**Document extract:**
===============

Intersection: Shark Week
This week is Shark Week on the Discovery Channel and this year Dr. Toby Daly-Engel, assistant professor of ocean engineering and marine sciences at the Florida Institute of Technology, is on it. She says it can be a great avenue to show people the reality of sharks.
“As long as something like Discovery Channel and Shark Week are presenting the reality, ideally as long as they can kind of get as close to the science as possible, I think they’re doing a really good thing by informing people,” Daly-Engel says.
“The value to the field of marine biology and to sharks themselves is in really letting people know how cool sharks are and how it’s normal to be scared of them, but in reality they’re such an important part of the ecosystem,” Daly-Engel says. “The value is that people hear about sharks. That people hear the reality as opposed to the fiction.”
Shark attacks occur, but Daly-Engel says it’s not because they intend to eat humans.
“We are not their prey. They did not evolve to eat us and they are long lived, very cautious creatures. Remember, a shark that hasn’t eaten for a month is no more likely to attack than a shark that just had a meal because they’re so careful,” Daly-Engel says.

===============

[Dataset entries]
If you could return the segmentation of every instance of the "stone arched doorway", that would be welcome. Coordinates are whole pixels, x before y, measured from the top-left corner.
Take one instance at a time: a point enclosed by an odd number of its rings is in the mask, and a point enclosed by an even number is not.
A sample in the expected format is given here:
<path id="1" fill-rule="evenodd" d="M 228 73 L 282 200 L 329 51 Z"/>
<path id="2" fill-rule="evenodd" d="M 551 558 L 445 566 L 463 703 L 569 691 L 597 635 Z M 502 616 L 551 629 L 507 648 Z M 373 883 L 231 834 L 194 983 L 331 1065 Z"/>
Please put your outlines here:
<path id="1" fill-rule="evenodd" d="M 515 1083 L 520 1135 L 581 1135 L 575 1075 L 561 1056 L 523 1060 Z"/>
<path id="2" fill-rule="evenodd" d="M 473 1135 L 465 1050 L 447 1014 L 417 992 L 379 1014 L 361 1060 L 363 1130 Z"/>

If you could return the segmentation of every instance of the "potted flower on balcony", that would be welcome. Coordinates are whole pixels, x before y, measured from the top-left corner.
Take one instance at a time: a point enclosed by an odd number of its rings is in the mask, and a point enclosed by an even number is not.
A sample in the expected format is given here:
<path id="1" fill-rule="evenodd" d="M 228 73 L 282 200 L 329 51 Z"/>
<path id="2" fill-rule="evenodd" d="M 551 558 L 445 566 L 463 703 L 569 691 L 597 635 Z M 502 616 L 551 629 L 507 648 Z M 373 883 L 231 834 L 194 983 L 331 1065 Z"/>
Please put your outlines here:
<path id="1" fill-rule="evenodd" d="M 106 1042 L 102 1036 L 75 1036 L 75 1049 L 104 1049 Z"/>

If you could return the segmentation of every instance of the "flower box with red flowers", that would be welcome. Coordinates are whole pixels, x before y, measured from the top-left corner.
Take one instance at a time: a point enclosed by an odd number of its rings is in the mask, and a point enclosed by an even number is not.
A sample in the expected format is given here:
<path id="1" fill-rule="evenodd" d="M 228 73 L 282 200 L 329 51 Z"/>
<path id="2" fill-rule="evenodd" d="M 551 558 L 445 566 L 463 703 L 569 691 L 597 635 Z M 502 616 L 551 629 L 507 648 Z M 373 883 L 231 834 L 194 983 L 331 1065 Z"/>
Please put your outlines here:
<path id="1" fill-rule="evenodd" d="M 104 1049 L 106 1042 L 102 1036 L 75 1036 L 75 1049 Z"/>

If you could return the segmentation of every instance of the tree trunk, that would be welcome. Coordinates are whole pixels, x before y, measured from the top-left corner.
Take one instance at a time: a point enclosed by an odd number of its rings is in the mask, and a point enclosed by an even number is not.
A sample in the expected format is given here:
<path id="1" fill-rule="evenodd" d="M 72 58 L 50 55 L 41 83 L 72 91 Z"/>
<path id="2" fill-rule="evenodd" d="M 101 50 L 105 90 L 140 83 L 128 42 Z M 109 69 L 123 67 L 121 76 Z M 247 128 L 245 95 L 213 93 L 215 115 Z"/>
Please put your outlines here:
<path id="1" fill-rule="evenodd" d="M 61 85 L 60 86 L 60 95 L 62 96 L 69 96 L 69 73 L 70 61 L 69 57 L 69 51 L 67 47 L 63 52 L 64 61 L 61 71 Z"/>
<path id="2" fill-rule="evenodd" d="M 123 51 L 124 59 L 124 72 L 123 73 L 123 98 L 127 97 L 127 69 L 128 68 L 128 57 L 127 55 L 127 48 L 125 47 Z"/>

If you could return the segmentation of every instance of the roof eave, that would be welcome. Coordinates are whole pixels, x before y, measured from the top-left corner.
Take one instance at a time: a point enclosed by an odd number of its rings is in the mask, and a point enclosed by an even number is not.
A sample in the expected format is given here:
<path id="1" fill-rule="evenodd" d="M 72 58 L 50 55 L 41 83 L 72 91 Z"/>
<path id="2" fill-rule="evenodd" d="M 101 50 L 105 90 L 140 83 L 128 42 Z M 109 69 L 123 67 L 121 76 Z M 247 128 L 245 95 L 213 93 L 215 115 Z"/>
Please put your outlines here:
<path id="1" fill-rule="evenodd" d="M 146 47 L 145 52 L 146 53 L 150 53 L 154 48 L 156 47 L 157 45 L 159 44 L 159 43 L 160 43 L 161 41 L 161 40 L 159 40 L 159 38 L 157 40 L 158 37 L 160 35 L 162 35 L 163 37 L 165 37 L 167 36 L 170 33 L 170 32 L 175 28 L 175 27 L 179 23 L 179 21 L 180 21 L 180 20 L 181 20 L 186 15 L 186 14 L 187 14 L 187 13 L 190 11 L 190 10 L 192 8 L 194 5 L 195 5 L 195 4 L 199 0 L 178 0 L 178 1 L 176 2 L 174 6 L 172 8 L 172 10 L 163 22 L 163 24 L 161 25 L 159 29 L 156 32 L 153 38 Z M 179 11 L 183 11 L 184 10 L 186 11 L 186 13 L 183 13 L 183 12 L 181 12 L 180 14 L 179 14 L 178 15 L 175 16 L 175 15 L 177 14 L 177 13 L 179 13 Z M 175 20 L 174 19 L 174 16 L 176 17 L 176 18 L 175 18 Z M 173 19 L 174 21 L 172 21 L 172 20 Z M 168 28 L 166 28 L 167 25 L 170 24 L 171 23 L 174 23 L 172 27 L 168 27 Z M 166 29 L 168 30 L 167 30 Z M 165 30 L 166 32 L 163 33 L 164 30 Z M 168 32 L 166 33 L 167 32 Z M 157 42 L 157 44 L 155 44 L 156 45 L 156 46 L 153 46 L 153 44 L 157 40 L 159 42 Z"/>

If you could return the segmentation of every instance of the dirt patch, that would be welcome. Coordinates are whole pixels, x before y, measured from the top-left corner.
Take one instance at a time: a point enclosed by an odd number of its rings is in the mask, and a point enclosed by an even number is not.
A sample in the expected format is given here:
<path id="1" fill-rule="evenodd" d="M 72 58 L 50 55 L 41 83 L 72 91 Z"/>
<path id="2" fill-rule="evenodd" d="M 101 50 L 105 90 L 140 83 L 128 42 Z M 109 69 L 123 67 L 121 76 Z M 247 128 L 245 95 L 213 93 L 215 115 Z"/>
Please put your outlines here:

===============

**Apply what you read:**
1. Rewrite the paragraph of the Shark Week article beginning "This week is Shark Week" more briefly, keeping its main facts.
2. Carry the Shark Week article forward from its final paragraph.

**Answers given:**
1. Dr. Toby Daly-Engel, an assistant professor of ocean engineering and marine sciences at the Florida Institute of Technology, appears on this year's Shark Week on the Discovery Channel. She sees the program as a great way to show people the reality of sharks.

2.
She says the most shark attacks happen in “Florida, Hawaii and California between the hours of 1 and 3 p.m.”
“That’s not when sharks are hungry. That’s when people are in the water. We think that shark attack is actually just a case of mistaken identity. They didn’t evolve to eat us, but we’re in their environment and so mistakes will happen,” Daly-Engel says.
“The best thing to do is to be calm. You are much more likely to be killed by a vending machine or by a Christmas tree than by a shark.”
Daley-Engel was part of a team that reported this month their discovery of a new species of sharks with the use of DNA technology. Her episode on Shark Week airs Friday, July 27.
This interview first aired on Intersection in May 2018.